-- Start of Given records --

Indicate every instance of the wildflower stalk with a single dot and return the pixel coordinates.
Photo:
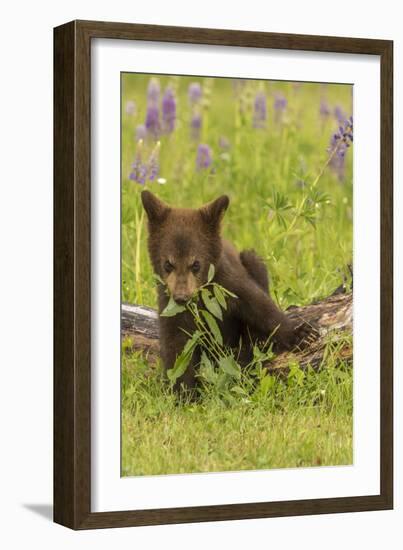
(137, 274)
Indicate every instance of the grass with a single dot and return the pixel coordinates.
(296, 212)
(295, 424)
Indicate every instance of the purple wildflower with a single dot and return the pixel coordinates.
(194, 93)
(153, 164)
(168, 111)
(139, 169)
(152, 123)
(339, 114)
(196, 125)
(339, 143)
(260, 110)
(280, 105)
(204, 157)
(153, 92)
(324, 109)
(141, 132)
(130, 108)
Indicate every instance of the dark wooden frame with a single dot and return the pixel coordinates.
(72, 289)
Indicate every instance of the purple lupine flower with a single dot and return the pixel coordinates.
(130, 108)
(153, 92)
(280, 105)
(141, 132)
(196, 125)
(259, 110)
(204, 157)
(339, 114)
(153, 164)
(339, 143)
(139, 168)
(168, 111)
(324, 109)
(194, 93)
(152, 123)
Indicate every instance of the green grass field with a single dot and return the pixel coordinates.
(294, 206)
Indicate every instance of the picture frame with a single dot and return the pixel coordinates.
(72, 273)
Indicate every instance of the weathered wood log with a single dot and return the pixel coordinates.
(331, 315)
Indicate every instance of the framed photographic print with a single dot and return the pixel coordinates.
(222, 207)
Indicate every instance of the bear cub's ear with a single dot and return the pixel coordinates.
(213, 212)
(156, 210)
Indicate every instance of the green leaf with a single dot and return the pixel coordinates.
(211, 304)
(180, 366)
(219, 296)
(227, 292)
(207, 369)
(172, 308)
(266, 384)
(191, 343)
(183, 359)
(230, 366)
(212, 324)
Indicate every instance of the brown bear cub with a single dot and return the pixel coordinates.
(182, 244)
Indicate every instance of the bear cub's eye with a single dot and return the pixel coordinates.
(195, 267)
(168, 267)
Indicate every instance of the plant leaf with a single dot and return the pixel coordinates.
(211, 304)
(183, 359)
(207, 369)
(219, 296)
(230, 366)
(172, 309)
(212, 324)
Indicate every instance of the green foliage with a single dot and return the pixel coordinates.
(287, 204)
(279, 423)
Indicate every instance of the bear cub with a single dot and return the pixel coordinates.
(182, 243)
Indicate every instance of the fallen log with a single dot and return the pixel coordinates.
(332, 316)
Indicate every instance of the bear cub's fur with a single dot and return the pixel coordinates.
(182, 244)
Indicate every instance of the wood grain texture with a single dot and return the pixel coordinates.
(140, 329)
(72, 288)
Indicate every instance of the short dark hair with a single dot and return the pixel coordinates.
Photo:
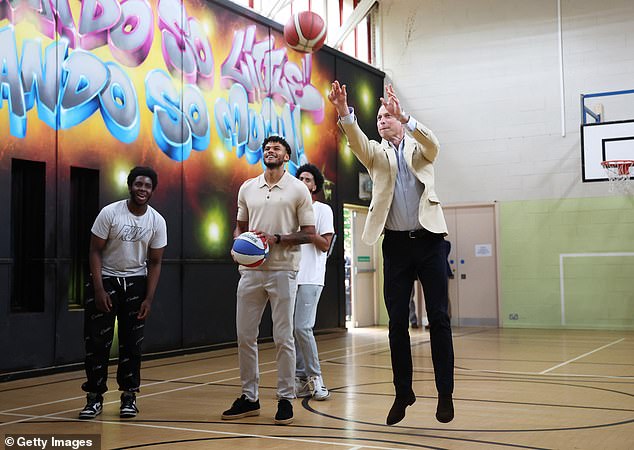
(276, 138)
(315, 172)
(140, 171)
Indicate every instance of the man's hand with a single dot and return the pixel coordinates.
(102, 301)
(339, 98)
(269, 238)
(393, 105)
(144, 310)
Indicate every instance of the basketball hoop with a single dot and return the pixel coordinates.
(618, 172)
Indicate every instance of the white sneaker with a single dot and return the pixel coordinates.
(303, 388)
(319, 390)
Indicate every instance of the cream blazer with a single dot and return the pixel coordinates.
(420, 151)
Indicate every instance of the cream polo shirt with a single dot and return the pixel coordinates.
(279, 209)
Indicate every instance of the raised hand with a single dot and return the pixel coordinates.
(392, 104)
(339, 98)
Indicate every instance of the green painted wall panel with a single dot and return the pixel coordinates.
(598, 290)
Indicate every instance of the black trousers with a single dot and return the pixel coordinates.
(407, 256)
(127, 294)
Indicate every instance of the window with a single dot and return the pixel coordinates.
(28, 194)
(84, 207)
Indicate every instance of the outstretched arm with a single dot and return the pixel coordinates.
(393, 105)
(339, 98)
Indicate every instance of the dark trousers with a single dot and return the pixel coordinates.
(407, 256)
(126, 294)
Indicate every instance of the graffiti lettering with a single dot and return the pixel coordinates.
(127, 28)
(244, 129)
(87, 84)
(176, 132)
(186, 49)
(256, 67)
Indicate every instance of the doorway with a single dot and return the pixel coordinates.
(473, 289)
(360, 270)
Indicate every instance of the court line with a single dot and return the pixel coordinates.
(225, 433)
(188, 377)
(374, 344)
(543, 372)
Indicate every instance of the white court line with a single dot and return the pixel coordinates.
(581, 356)
(179, 379)
(226, 433)
(187, 378)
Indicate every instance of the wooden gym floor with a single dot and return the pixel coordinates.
(515, 388)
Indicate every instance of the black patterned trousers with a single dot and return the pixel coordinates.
(126, 294)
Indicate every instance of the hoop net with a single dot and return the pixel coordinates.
(618, 172)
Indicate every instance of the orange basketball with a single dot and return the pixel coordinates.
(305, 32)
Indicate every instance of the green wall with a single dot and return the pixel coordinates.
(598, 289)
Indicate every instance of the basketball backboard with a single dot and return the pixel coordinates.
(605, 141)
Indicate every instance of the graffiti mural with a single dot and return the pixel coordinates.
(189, 87)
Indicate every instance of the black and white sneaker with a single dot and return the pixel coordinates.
(284, 414)
(94, 406)
(128, 405)
(242, 407)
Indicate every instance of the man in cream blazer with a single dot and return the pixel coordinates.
(406, 209)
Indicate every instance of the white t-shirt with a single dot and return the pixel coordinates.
(312, 266)
(128, 238)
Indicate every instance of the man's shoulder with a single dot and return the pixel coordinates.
(251, 182)
(157, 215)
(114, 207)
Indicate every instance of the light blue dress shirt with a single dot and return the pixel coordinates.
(403, 214)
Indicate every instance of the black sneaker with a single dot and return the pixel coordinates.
(94, 405)
(284, 414)
(128, 406)
(242, 407)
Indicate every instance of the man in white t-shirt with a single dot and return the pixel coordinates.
(277, 207)
(310, 282)
(126, 250)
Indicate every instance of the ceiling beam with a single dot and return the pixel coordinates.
(359, 13)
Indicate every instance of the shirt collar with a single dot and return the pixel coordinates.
(280, 184)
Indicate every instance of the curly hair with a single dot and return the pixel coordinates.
(140, 171)
(315, 172)
(279, 139)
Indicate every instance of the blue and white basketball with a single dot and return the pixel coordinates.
(249, 250)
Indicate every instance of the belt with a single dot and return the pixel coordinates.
(411, 234)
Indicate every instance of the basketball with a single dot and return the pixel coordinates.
(249, 250)
(305, 32)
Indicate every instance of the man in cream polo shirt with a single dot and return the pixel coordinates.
(278, 207)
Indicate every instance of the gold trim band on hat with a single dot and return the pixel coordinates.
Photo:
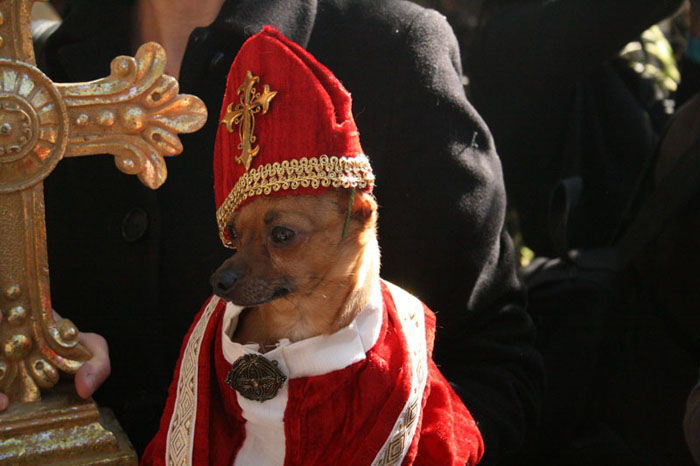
(314, 172)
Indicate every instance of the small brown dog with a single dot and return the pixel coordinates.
(304, 355)
(295, 270)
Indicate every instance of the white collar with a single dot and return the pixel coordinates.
(316, 355)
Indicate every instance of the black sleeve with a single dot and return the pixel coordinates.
(545, 43)
(442, 206)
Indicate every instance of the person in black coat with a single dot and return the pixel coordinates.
(548, 80)
(133, 264)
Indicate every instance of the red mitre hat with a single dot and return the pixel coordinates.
(286, 128)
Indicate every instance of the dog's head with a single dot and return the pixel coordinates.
(294, 247)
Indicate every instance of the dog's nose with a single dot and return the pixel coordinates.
(223, 281)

-- End of Given records --

> What you have to do
Reproduce the stretch of the listing from the line containing "Indicate every instance of the black sleeve" through the listing's final line, word for word.

> Final result
Indicate every instance of the black sleeve with a single dot and return the pixel coordinates.
(545, 43)
(442, 206)
Indicate every instance of the person in black coat with a single dot and return the pixel coordinates.
(548, 80)
(133, 264)
Indicate every instance of the red mitre hat with a single dot and return the pixel coordinates.
(286, 128)
Indicate every instance of the dog's head with a single dot and return the pixel coordinates.
(294, 247)
Indicate every instance of the dog's nose with a single dot and return the pixel coordinates.
(223, 281)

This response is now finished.